++++ Source data ++++

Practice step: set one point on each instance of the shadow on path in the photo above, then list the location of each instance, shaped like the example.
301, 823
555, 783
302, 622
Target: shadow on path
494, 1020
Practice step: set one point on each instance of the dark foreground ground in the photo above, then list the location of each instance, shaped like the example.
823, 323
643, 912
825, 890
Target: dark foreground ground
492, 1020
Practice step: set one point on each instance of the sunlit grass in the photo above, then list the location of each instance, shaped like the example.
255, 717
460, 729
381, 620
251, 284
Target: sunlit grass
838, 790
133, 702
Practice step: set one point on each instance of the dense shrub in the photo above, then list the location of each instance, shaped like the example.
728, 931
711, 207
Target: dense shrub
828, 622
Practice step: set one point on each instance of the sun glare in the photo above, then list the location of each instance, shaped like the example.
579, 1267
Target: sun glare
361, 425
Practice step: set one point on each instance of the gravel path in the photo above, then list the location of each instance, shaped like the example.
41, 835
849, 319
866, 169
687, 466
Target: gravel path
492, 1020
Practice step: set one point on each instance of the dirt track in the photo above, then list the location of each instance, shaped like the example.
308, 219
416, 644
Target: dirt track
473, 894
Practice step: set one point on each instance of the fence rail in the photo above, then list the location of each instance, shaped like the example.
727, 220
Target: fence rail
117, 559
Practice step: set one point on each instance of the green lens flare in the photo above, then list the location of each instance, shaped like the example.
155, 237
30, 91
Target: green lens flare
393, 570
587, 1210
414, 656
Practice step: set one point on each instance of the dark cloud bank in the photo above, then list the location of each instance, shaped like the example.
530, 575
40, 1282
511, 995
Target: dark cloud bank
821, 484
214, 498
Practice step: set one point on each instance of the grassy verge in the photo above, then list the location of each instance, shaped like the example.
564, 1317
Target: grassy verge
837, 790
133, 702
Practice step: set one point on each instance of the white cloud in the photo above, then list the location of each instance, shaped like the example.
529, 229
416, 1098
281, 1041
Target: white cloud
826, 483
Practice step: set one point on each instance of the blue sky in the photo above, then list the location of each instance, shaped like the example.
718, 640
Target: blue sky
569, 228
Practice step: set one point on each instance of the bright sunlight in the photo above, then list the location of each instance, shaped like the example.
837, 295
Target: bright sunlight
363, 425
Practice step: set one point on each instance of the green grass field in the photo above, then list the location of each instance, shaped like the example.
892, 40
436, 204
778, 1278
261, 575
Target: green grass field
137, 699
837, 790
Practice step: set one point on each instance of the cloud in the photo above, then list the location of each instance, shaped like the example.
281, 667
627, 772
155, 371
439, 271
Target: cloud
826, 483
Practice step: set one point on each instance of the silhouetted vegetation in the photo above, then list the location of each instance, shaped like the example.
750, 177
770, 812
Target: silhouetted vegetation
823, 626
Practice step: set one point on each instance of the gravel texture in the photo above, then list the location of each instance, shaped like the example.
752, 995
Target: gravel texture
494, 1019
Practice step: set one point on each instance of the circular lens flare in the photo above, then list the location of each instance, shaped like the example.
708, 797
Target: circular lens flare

++++
++++ Source data ++++

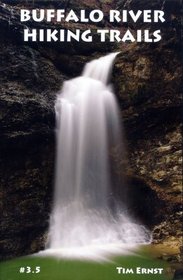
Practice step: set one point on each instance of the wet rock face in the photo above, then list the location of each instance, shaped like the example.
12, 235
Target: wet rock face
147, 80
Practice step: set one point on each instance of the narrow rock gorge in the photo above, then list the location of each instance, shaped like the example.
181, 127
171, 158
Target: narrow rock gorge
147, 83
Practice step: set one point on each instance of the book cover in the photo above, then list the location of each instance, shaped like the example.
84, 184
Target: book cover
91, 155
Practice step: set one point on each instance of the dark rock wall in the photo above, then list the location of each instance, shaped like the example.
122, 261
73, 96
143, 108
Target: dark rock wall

++++

Aim of the exercise: Return, from the material above, every line with the word "wall".

Problem solution:
Practice step: set one point on each instance of the dark rock wall in the photo above, then list the location of each instance, shaped like the example.
Target: dark rock wall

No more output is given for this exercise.